[DOCUMENT EXTRACT]
We'll implement evaluation metrics following the paper's methodology.

In [None]:
from scipy.stats import pearsonr, spearmanr
import numpy as np

class GATEEvaluator:
    """Evaluation toolkit for GATE models"""
    
    def __init__(self, model, tokenizer):
        self.model = model
        self.tokenizer = tokenizer
        self.device = torch.device('cuda' if torch.cuda.is_available() else 'cpu')
    
    def encode_sentences(self, sentences, dimension=768):
        """Encode sentences to embeddings of specified dimension"""
        self.model.eval()
        embeddings = []
        
        with torch.no_grad():
            for sentence in sentences:
                # Tokenize
                tokens = self.tokenizer(
                    sentence, 
                    padding=True, 
                    truncation=True, 
                    max_length=512, 
                    return_tensors='pt'
                ).to(self.device)
                
                # Get embeddings
                embedding = self.model(tokens['input_ids'], tokens['attention_mask'])
                
                # Truncate to specified dimension
                if dimension < embedding.size(1):
                    embedding = embedding[:, :dimension]
                
                embeddings.append(embedding.cpu().numpy())
        
        return np.vstack(embeddings)
    
    def evaluate_sts(self, test_data, dimensions=[768, 512, 256, 128, 64]):
        """Evaluate semantic textual similarity across multiple dimensions"""
        results = {}
        
        # Extract sentences and scores
        sentences1 = [item['sentence1'] for item in test_data]
        sentences2 = [item['sentence2'] for item in test_data]
        true_scores = [item['score'] for item in test_data]
        
        for dim in dimensions:
            print(f"\n🔍 Evaluating dimension {dim}...")
            
            # Encode sentences
            embeddings1 = self.encode_sentences(sentences1, dim)
            embeddings2 = self.encode_sentences(sentences2, dim)
            
            # Compute similarity scores
            predicted_scores = []
            for emb1, emb2 in zip(embeddings1, embeddings2):
                similarity = cosine_similarity([emb1], [emb2])[0, 0]
                # Scale from [-1, 1] to [0, 1] for comparison
                similarity = (similarity + 1) / 2
                predicted_scores.append(similarity)
            
            # Compute correlation metrics
            pearson_corr, _ = pearsonr(true_scores, predicted_scores)
            spearman_corr, _ = spearmanr(true_scores, predicted_scores)
            
            results[dim] = {
                'pearson': pearson_corr,
                'spearman': spearman_corr,
                'predicted_scores': predicted_scores
            }
            
            print(f"   Pearson: {pearson_corr:.4f}")

[EXERCISE GOAL] Copy the stretch of the evaluation code from "# Encode sentences" through "pearson_corr, _ = pearsonr(true_scores, predicted_scores)" word for word.

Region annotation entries

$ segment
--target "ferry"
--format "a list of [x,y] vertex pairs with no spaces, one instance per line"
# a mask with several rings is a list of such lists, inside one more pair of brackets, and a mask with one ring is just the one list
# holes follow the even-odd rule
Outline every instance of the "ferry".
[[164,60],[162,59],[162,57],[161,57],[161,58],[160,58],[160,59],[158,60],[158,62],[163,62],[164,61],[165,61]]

[RESPONSE FOR THIS EXERCISE]
# Encode sentences
            embeddings1 = self.encode_sentences(sentences1, dim)
            embeddings2 = self.encode_sentences(sentences2, dim)
            
            # Compute similarity scores
            predicted_scores = []
            for emb1, emb2 in zip(embeddings1, embeddings2):
                similarity = cosine_similarity([emb1], [emb2])[0, 0]
                # Scale from [-1, 1] to [0, 1] for comparison
                similarity = (similarity + 1) / 2
                predicted_scores.append(similarity)
            
            # Compute correlation metrics
            pearson_corr, _ = pearsonr(true_scores, predicted_scores)